WRITTEN REQUEST A:
Substitute "coal heap" for "coal pile" in the records, starting with the line with "search: metal step" and going on through the line with "297,169 -> 462,351". Give back only those lines, with nothing else changed.

TEXT BLOCK:
================

3.4.2 Model Learning
The behavior of the dialog manager derived from solving (71.2) depends critically on accurate choices of the transition probabilities, observation probabilities, and the reward. For example, the observation parameters affect how the system associates particular keywords with particular requests. Similarly, the reward function affects how aggressive the dialog manager will be in assuming that it understands a user’s request, given limited and noisy information. An incorrect specification of the dialog model may lead to behavior that is either overly optimistic or conservative, depending on how accurately the model captures the user’s expectations on the interaction.
A common approach in other domains is to collect data using a fixed policy, typically referred to as system identification. In HRI, this is easiest to perform using so-called Wizard of Oz studies where a human experimenter executes the policy unseen to generate data or evaluate a policy. Prommer et al. [71.166] showed that Wizard-of-Oz studies could be used effectively not only to learn model parameters for an MDP dialog model, but also to learn an effective policy.
At the same time, learning all the parameters required to specify a rich dialog model can require a prohibitively large amount of data. While the model parameters may be difficult to specify exactly, either by hand or from data, we can often provide the dialog manager with an initial estimate of the model parameters that will generate a reasonable policy that can be executed while the model is improved. For example, even though we may not be able to attach an exact numerical value to driving a wheelchair user to the wrong location, we can at least specify that this behavior is undesirable. Similarly, we can specify that the exact numerical value is initially uncertain. As data about model parameters accumulate, the parameter estimates should converge to the correct underlying model with a corresponding reduction in uncertainty.
Figure 71.20a depicts the conventional model, where the arrows in the graph show which parts of the model affect each other from time t to . Although the variables below the hidden line in Fig. 71.20a are not directly observed by the dialog manager, the parameters defining the model (i. e., the parameters in the function giving the next state) are fixed and known a priori. For instance, the reward at time t is a function of the state at the previous time and the action chosen by the dialog manager.
If the model parameters are not known a priori because the model is uncertain – for example, how much reward is received by the agent given the previous state and the action selected – then the concept of the belief can be extended to also include the agent’s uncertainty over possible models. In this new representation, which we call the model-uncertainty POMDP, both the user’s request and the model parameters are hidden. Figure 71.20b shows this extended model, in which the reward at time t is still a function of the state at the previous time and the action chosen by the dialog manager, but the parameters are not known a priori and are therefore hidden model variables that must be estimated along with the user state. The system designer can encode their knowledge of the system in the dialog manager’s initial belief over what dialog models it believes are likely – a Bayesian prior over models – and let the agent improve upon this belief with experience.

================

RECORDS:
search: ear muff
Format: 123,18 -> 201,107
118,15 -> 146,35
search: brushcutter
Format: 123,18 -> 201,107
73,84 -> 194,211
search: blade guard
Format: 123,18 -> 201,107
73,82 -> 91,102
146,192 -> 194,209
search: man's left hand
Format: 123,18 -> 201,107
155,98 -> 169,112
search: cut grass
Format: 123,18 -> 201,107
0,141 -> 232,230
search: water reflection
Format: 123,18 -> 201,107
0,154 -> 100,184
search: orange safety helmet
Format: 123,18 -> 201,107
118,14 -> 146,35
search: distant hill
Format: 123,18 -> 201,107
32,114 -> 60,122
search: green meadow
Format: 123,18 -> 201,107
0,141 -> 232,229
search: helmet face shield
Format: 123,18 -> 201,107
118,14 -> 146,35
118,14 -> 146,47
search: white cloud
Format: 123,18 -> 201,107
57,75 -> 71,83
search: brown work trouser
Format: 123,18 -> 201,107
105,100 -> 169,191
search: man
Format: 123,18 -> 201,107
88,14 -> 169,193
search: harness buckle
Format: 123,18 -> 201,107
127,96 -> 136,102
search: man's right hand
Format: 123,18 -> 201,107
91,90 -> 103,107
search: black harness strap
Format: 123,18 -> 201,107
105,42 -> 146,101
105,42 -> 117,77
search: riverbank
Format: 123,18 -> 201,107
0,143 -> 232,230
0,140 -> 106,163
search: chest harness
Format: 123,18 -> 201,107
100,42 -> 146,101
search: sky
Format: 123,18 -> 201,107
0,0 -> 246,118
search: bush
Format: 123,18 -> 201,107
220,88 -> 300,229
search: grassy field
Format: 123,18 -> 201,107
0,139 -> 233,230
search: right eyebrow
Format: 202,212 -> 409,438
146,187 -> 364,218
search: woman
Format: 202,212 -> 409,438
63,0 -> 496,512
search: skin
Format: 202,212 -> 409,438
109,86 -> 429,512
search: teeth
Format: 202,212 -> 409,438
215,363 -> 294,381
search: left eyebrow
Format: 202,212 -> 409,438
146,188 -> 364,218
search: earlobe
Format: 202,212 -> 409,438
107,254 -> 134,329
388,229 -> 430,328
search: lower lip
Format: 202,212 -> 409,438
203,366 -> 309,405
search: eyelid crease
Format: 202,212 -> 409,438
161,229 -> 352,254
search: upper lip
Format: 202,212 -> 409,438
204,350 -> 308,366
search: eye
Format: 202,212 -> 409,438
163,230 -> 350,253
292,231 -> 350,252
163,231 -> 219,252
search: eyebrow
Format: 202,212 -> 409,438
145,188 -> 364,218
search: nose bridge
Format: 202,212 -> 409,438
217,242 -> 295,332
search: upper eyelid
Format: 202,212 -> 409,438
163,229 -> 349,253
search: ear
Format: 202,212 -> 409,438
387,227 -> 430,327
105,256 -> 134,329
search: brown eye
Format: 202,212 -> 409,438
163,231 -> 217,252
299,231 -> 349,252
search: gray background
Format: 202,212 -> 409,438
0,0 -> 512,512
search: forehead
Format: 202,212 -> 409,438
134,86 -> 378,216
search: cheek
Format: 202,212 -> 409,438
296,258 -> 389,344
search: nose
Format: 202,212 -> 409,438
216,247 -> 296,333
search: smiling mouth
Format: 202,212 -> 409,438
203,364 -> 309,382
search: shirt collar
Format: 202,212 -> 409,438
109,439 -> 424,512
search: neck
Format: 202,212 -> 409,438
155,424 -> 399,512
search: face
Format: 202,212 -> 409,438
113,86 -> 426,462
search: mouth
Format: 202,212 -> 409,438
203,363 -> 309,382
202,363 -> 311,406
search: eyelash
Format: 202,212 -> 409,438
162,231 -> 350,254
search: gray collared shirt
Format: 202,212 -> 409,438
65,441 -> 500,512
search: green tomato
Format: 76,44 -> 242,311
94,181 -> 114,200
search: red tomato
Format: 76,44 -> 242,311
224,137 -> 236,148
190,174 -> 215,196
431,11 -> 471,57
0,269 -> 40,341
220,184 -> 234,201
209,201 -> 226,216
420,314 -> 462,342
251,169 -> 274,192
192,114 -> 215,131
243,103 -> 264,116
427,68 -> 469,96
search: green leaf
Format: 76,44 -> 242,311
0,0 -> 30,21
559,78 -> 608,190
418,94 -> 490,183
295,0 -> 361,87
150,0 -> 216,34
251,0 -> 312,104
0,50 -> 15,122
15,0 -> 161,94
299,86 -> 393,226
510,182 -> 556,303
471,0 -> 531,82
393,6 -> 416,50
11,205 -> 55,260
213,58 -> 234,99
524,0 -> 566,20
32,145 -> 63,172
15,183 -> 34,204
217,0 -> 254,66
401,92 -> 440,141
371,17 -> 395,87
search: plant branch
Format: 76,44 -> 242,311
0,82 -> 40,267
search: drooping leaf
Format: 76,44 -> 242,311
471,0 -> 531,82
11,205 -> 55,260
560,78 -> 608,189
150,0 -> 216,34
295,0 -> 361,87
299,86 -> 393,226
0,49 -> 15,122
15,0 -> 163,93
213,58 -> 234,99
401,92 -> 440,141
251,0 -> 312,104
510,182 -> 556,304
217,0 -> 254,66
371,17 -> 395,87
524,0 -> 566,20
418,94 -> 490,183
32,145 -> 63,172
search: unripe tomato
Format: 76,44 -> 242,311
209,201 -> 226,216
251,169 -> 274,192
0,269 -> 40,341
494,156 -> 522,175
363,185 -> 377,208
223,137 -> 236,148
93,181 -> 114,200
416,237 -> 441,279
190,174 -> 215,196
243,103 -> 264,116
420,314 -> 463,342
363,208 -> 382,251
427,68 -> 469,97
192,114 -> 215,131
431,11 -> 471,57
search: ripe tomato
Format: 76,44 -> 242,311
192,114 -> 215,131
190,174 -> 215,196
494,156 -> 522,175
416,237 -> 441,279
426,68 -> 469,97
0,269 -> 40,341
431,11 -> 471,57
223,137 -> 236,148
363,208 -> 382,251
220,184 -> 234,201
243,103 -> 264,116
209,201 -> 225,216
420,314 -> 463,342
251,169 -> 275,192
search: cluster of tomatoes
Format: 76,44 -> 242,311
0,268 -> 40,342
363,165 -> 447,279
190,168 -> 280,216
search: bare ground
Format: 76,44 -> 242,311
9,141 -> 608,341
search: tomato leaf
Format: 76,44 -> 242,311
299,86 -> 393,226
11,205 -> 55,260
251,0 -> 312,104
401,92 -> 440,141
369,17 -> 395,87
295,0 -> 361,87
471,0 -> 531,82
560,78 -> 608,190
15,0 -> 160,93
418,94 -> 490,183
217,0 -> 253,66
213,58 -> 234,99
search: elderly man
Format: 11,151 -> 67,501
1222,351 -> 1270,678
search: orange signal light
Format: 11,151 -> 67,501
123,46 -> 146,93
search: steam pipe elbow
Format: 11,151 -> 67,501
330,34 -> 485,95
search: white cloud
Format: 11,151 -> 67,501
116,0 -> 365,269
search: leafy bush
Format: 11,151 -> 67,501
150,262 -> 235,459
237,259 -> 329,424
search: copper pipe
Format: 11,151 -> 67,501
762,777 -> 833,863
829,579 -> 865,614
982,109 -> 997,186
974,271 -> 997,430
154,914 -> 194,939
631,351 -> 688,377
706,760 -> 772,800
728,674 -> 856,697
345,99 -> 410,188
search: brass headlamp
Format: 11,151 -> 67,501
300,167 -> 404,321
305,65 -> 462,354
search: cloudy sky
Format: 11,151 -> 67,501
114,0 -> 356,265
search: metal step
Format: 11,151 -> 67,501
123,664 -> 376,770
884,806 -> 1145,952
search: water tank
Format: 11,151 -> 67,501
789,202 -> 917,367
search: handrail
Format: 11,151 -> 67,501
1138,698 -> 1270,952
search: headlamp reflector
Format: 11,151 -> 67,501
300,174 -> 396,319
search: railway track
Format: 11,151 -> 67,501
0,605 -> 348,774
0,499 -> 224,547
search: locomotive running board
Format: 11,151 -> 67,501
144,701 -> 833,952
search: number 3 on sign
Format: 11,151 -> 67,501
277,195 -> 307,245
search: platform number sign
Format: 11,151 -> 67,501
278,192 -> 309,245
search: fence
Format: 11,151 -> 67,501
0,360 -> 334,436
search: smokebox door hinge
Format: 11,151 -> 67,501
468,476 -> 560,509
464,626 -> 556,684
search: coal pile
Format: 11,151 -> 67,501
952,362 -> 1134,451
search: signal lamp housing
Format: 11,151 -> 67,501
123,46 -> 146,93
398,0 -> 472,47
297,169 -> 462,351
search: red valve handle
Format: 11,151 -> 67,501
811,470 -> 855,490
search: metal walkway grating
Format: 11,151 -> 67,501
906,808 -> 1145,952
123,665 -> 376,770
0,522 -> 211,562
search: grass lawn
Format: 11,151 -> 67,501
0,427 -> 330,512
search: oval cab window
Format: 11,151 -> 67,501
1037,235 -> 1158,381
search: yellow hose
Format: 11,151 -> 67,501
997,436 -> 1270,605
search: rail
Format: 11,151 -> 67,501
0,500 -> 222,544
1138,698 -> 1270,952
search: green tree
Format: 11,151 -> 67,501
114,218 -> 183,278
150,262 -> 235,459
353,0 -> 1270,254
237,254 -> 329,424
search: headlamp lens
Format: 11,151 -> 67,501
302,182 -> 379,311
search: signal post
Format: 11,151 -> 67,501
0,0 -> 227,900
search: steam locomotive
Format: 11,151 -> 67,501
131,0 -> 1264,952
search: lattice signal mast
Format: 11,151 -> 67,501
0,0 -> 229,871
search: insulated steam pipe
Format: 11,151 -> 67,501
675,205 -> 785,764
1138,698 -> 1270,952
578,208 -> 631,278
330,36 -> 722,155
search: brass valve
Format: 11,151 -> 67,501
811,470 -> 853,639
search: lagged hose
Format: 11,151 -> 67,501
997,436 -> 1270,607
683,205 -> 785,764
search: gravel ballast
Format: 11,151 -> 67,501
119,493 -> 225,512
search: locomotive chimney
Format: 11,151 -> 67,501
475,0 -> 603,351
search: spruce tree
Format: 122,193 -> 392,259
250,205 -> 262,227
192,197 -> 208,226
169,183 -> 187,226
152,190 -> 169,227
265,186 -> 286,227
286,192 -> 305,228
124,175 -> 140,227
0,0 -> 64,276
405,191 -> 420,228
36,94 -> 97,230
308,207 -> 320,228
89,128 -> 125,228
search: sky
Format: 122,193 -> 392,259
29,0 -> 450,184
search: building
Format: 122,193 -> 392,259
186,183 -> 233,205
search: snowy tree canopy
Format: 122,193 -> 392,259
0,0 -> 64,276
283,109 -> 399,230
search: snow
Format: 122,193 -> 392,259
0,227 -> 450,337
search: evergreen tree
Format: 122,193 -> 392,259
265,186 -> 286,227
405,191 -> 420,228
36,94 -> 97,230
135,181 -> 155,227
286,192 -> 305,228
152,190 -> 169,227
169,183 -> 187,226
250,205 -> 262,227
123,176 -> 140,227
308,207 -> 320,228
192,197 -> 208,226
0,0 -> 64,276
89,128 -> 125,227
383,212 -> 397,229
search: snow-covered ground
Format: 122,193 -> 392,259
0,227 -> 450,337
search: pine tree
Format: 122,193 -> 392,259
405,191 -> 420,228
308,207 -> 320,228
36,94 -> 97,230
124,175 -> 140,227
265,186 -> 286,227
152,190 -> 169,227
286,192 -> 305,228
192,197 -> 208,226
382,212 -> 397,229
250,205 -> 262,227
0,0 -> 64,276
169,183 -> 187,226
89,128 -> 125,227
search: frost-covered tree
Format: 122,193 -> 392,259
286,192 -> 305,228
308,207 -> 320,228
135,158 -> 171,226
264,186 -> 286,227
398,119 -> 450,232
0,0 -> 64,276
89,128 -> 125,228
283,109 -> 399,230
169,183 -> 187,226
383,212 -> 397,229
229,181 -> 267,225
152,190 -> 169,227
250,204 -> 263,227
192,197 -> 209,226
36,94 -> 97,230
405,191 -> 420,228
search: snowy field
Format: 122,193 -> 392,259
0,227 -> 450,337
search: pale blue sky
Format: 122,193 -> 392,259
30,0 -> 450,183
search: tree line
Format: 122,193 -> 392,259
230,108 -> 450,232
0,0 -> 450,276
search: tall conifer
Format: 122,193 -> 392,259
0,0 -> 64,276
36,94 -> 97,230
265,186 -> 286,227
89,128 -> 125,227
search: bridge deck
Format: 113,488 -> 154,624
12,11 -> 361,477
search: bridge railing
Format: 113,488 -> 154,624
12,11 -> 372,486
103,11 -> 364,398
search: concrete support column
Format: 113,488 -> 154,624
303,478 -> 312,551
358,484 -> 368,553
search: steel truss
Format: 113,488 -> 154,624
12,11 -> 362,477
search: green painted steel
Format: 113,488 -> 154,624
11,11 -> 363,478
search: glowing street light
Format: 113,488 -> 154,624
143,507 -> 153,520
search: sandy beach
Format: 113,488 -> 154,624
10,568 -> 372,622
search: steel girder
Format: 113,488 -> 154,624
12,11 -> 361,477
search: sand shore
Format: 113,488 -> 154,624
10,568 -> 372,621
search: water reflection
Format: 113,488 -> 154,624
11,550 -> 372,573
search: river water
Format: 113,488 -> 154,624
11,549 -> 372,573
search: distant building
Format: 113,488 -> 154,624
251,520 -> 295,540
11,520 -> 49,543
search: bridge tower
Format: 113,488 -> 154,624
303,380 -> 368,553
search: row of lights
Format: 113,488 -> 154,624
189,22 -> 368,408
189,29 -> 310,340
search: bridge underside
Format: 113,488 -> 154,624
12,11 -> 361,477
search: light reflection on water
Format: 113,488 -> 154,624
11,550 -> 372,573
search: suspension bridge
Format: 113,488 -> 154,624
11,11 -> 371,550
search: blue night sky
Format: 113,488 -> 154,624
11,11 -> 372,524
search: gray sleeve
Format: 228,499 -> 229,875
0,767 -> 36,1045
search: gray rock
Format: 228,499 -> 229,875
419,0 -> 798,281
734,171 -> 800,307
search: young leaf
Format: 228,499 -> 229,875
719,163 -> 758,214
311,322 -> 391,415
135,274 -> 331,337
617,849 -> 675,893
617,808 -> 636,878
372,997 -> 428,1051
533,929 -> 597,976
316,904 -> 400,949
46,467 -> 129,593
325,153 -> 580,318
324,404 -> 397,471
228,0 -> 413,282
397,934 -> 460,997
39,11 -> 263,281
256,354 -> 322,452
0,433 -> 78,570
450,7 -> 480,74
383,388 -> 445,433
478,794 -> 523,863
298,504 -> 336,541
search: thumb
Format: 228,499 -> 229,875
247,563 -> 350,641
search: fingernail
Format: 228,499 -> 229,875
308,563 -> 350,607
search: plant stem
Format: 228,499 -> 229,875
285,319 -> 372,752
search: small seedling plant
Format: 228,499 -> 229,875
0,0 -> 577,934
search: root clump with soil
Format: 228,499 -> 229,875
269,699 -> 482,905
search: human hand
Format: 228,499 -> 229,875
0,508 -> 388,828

================

WRITTEN REQUEST B:
Resume the passage on learning dialog model parameters from the point where it stops.

WRITTEN ANSWER A:
search: metal step
Format: 11,151 -> 67,501
123,664 -> 376,770
884,806 -> 1145,952
search: water tank
Format: 11,151 -> 67,501
789,202 -> 917,367
search: handrail
Format: 11,151 -> 67,501
1138,698 -> 1270,952
search: headlamp reflector
Format: 11,151 -> 67,501
300,174 -> 396,319
search: railway track
Format: 11,151 -> 67,501
0,605 -> 348,774
0,499 -> 224,547
search: locomotive running board
Format: 11,151 -> 67,501
144,701 -> 833,952
search: number 3 on sign
Format: 11,151 -> 67,501
277,195 -> 307,245
search: platform number sign
Format: 11,151 -> 67,501
278,192 -> 309,245
search: fence
Format: 11,151 -> 67,501
0,360 -> 334,436
search: smokebox door hinge
Format: 11,151 -> 67,501
468,476 -> 560,509
464,626 -> 556,684
search: coal heap
Format: 11,151 -> 67,501
952,362 -> 1134,451
search: signal lamp housing
Format: 11,151 -> 67,501
123,46 -> 146,93
398,0 -> 472,47
297,169 -> 462,351

WRITTEN ANSWER B:
Poupart et al. treated the unknown MDP parameters as hidden state in a larger POMDP and derived an analytic solution (based on [71.167]) for a policy that will trade optimally between learning the MDP and maximizing reward. Unfortunately, these techniques did not extend tractably to the model-uncertainty POMDP, which is continuous in both the POMDP parameters (like the MDP) and the belief state (unlike the MDP). Doshi and Roy [71.168, 71.169] provided an approximate, Bayes risk action selection criterion that allows the dialog manager to function in this complex space of dialog models. This approach was applied to the intelligent wheelchair assistant shown in Fig. 71.21. Their goal was to design an adaptable HRI system, or dialog manager, that allows both the user of the wheelchair and a caregiver to give natural instructions to the wheelchair, as well as ask the wheelchair computer for general information that may be relevant to the user’s daily life.
In contrast to the Bayesian approach, Cakmak and Thomaz [71.170] pursued an active learning approach and identified three types of queries that a robot could generate while learning a new task ( ). While this result does not provide a comparison to an approach embedded in an ongoing dialogue, their results do provide guidelines for model designers.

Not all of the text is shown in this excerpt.